--- Data extracts ---
=== Begin Enclosure ===
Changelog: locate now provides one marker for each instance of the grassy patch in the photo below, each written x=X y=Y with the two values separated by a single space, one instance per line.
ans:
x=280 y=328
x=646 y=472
=== End Enclosure ===
=== Begin Enclosure ===
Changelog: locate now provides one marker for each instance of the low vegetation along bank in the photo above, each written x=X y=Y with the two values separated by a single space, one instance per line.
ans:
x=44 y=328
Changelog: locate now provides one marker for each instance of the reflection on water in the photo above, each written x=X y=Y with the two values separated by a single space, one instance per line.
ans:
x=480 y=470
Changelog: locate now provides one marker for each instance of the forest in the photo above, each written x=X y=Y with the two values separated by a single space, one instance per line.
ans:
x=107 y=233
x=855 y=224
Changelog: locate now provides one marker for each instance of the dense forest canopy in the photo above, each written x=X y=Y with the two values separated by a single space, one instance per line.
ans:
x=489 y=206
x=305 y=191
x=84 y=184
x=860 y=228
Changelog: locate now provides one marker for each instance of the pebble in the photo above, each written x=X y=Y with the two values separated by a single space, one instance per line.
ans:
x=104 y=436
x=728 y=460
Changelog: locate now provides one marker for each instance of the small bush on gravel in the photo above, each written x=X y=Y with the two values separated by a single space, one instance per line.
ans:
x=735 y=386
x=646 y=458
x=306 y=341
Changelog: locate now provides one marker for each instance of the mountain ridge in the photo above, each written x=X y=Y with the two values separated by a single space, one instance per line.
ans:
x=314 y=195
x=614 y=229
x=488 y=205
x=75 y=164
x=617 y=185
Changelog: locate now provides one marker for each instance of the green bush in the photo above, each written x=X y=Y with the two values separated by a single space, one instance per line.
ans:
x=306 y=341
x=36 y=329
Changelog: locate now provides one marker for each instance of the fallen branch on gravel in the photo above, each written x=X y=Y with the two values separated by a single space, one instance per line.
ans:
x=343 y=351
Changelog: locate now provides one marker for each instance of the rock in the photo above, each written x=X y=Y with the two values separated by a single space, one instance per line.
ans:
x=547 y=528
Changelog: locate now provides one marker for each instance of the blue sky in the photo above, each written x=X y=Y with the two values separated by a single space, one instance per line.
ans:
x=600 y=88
=== End Enclosure ===
--- Task item ---
Tell how many lines of the data include the word "bush", without any other words.

--- Reply ---
2